**Exercise aim**
Write the next part of the passage about Amanda learning Italian with podcasts, picking up right after its final sentence.

**Supplied passage**

Amanda particularly enjoys the fact that the podcasts fit in around her busy lifestyle: “I can just listen to it on my way to work. In New York everyone is in a rush so I can just start talking to myself in Italian and no one really pays much notice. I can listen to it while I’m walking to work or on my lunch break and repeat it out loud. It’s a great way to be efficient with the time that I have….and then I go back home and look over my notes. It’s a helpful way to reinforce what I’ve just heard to look at them half an hour later.”

Listening to the CB podcasts means the Amanda can learn at her own pace, making her feel more in control of her learning: “I like that I can do this in my own time. It’s great because you’ve got all the online stuff, you can write comments, there’s a community to support you. I like the videos. I’ve also got the YouTube videos with CBI , it’s nice as you can put a face to the name. It just always seems like they’re having a great time. I’ve actually recommended it to a few friends who are learning other languages.”

Coming to terms with differences in the way in which things are said in another language is often difficult to get your head around. However, as Amanda points out, once you are aware of these differences and accept them, it become easier. “The biggest challenge I face is the order of the words because in English you might say: ‘Can you turn the light off?’, and in another language it might be: ‘Light off can you please?’, something like that. That for me is one of the more difficult things because I just want to be able to ask my questions or just speak, but I have to remember the different order. With Italian, it is always remembering that you have to put ‘the’ in front of everything which I think is very unusual but you’ve got to get past what you think is strange or what is unnatural and just let that go.”

As we mentioned earlier, Amanda speaks Japanese and Arabic, both of which are quite different to Italian. Amanda tells us about the key differences. “The thing with those other languages is that you’re learning a whole new script and very different sounds. Even though (Italian) is different to English, it’s still based on Latin so it’s not a difficult language to listen to or be able to pronounce. Arabic is a very difficult language to speak because you make one sound that you think is right and it could be something completely different, so that’s the good thing I think with Italian. The other thing is, because it’s Latin based, I think I underestimated how much easier it would be. It’s easier than those other languages but it’s still not easy, it takes a lot of effort.”

[Extracted data entries]
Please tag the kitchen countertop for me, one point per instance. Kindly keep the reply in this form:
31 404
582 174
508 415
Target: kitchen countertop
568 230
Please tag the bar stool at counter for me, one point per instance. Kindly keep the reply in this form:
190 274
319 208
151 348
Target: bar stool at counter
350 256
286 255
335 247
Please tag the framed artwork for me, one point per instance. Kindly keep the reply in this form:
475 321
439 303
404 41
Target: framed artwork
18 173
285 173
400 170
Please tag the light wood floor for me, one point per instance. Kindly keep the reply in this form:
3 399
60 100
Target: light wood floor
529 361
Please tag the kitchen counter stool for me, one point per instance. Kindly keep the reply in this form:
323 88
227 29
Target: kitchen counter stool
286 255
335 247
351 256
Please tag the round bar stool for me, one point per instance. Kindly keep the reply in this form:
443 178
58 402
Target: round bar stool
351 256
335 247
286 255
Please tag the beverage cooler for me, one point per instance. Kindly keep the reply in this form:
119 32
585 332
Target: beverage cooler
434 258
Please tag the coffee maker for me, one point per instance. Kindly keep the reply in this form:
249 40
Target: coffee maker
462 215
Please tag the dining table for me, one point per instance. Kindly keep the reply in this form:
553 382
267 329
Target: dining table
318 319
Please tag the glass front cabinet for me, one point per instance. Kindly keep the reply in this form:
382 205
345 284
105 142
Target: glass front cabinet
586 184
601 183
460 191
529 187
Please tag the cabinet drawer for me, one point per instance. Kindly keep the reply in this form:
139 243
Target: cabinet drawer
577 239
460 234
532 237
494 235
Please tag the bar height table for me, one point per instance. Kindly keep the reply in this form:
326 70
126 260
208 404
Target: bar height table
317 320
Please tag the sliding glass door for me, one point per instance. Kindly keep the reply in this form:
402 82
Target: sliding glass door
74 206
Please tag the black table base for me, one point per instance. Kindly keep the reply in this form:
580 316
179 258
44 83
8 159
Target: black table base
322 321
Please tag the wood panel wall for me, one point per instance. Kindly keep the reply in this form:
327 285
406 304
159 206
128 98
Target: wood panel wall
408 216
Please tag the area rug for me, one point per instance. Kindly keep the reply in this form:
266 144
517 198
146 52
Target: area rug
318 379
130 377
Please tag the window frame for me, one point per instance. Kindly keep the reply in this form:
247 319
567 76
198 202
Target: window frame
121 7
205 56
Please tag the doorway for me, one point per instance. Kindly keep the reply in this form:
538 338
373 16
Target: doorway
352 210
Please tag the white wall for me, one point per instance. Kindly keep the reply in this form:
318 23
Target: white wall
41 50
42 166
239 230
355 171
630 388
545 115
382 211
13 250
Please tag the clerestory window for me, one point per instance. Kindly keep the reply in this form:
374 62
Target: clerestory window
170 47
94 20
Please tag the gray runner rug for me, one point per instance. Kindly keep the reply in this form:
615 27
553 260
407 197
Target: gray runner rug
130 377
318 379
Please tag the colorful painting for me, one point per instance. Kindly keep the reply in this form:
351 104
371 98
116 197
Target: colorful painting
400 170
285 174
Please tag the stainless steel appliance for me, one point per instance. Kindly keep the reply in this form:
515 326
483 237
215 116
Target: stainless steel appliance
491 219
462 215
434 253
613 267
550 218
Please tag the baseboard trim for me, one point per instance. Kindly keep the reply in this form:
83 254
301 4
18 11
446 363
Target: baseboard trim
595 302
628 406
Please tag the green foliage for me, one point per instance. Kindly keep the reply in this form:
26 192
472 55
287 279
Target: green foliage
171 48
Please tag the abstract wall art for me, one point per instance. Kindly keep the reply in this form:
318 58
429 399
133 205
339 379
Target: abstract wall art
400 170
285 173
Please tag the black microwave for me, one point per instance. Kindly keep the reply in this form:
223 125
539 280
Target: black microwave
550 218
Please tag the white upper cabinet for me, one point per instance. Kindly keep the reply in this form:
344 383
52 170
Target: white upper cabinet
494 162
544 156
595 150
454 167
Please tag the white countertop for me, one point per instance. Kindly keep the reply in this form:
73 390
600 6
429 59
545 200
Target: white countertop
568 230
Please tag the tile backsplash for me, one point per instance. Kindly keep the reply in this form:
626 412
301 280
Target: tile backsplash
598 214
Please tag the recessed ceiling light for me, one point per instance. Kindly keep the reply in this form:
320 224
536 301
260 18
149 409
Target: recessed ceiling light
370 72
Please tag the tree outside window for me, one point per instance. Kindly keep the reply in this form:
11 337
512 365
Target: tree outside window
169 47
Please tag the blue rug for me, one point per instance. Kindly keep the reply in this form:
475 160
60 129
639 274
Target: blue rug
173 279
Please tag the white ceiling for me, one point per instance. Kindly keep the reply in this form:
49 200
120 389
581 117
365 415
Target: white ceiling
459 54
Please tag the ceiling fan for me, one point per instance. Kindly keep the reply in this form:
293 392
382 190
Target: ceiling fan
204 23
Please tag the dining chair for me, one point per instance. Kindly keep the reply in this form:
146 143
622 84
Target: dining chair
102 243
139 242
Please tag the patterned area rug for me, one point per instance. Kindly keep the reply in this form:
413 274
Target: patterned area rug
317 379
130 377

**Exercise output**
Amanda tells us the story behind one of her favourite Italian words: “It’s funny because there is a TV show called ‘Master of None’ here in the US and the main character is a well known comedian and he spends the first few episodes of the second series in Italy. He comes across the word allora (which just means ‘ok, so’). The way that the actor was saying it was in a very exaggerated way! So, when my friends found out I was learning Italian, they would keep saying this word to me every time I spoke to them. They’re like: ‘Allora, how are you?’, ‘Allora, how’s your Italian going?’ It’s this joke now that has unfortunately surpassed many pretty words, but I laugh every time. It’s a pretty language so I’m definitely happy to be learning it.”

Amanda ends our chat with a message for the Coffee Break team: “I really appreciate the way you guys do it, the way you guys have come up with it. Once I had started learning with CBI I realised that they had won an award for the podcast which they so deserve as it’s so well done! Another thing I like which they do are the scenarios in-between. They teach you words then they speak between themselves in different scenarios, it’s at a nice pace. I think they’ve done a fantastic job with it and I’m very happy I stumbled upon it.”